**Set problem 1**: Rewrite the condition code renaming passage from "That is, no" to "register file entry.", swapping "GPR" for "general-purpose register".

##### Passage #####

Hi folks,

Thinking more about Yasuko's problem where performance is going down
because of increased physical register pressure due to the split CC
register, it occurs to me that in the end we'll almost certainly need to
specialize the renaming mechanism to deal with condition codes anyway.
 That is, no rational x86 implementation would take up an entire physical
GPR just to hold a few bits that probably aren't going to be read anyway.

The more "conventional" solution is described here:
http://www.ptlsim.org/Documentation/html/node7.html#SECTION02540000000000000000

Basically every physical GPR includes a set of (possibly invalid) CC bits.
 The various CC sub-fields have to be renamed separately, as the producer
of a particular CC field may not be the latest producer of any particular
GPR value, but the CC subfield rename registers will always point to a
physical register file entry.

I realize this is not a trivial change to the O3 model, but I think it's
one that needs to be made.  I'm bringing it up now because it may (probably
will) impact how we handle the partial CC read/write issue that's still
outstanding.  To me there's no sense in fixing the CC problem in the
current renaming context, particularly since there are no easy solutions.

##### Records provided #####

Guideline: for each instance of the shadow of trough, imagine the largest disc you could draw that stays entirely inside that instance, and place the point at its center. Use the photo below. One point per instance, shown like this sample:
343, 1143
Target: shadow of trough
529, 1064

#####
##### Records provided #####

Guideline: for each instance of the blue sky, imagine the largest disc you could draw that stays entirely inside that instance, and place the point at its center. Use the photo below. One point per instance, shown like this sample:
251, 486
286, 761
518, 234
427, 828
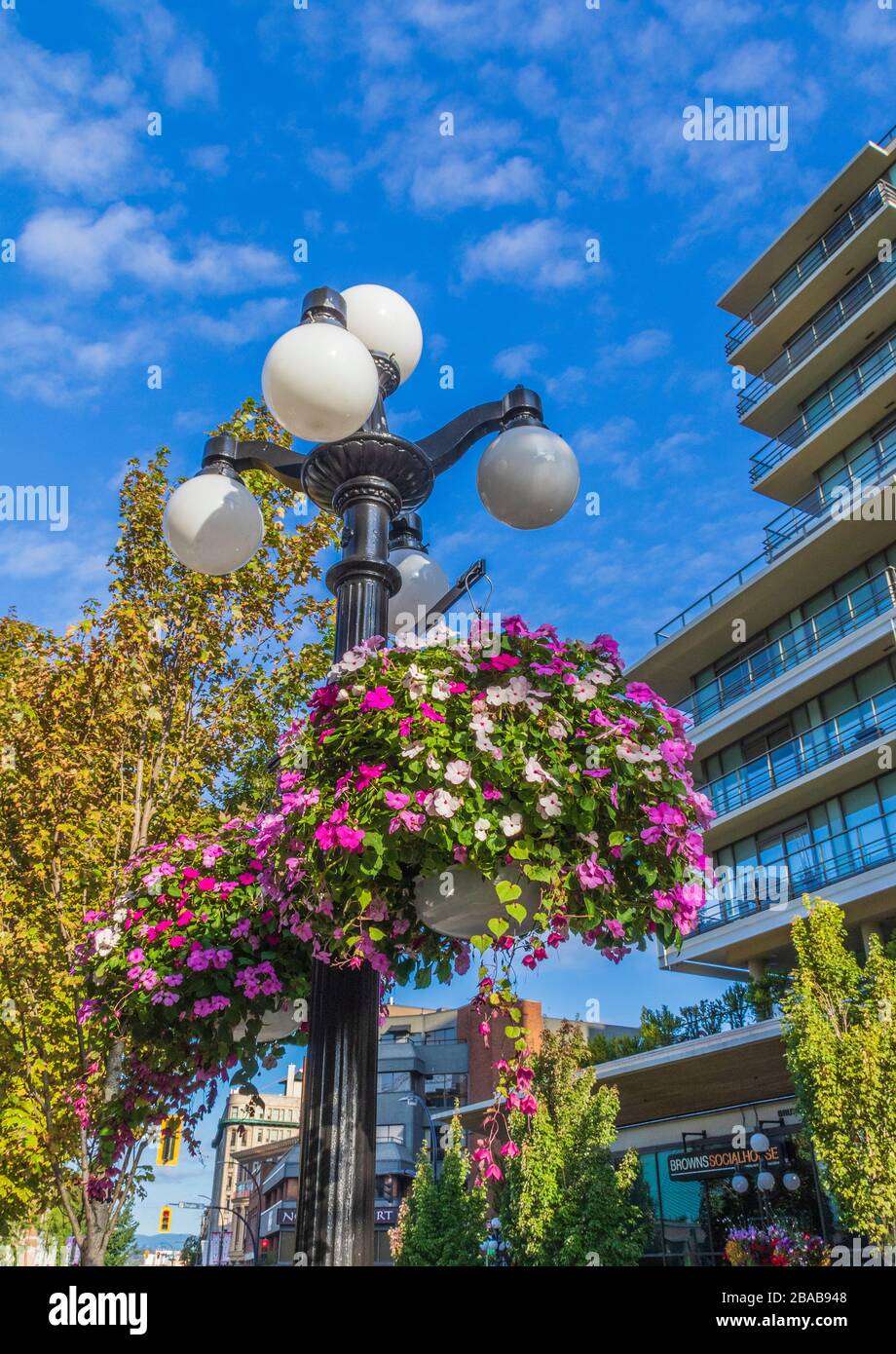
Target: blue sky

#####

**Set problem 2**: Please put the entries from the line with "Guideline: for each instance of the blue" to the line with "Target: blue sky", both included, into a numbered list, skipping blank lines and leaving out the pictures.

**Correct result 1**:
That is, no rational x86 implementation would take up an entire physical
general-purpose register just to hold a few bits that probably aren't going to be read anyway.

The more "conventional" solution is described here:
http://www.ptlsim.org/Documentation/html/node7.html#SECTION02540000000000000000

Basically every physical general-purpose register includes a set of (possibly invalid) CC bits.
 The various CC sub-fields have to be renamed separately, as the producer
of a particular CC field may not be the latest producer of any particular
general-purpose register value, but the CC subfield rename registers will always point to a
physical register file entry.

**Correct result 2**:
1. Guideline: for each instance of the blue sky, imagine the largest disc you could draw that stays entirely inside that instance, and place the point at its center. Use the photo below. One point per instance, shown like this sample:
2. 251, 486
3. 286, 761
4. 518, 234
5. 427, 828
6. Target: blue sky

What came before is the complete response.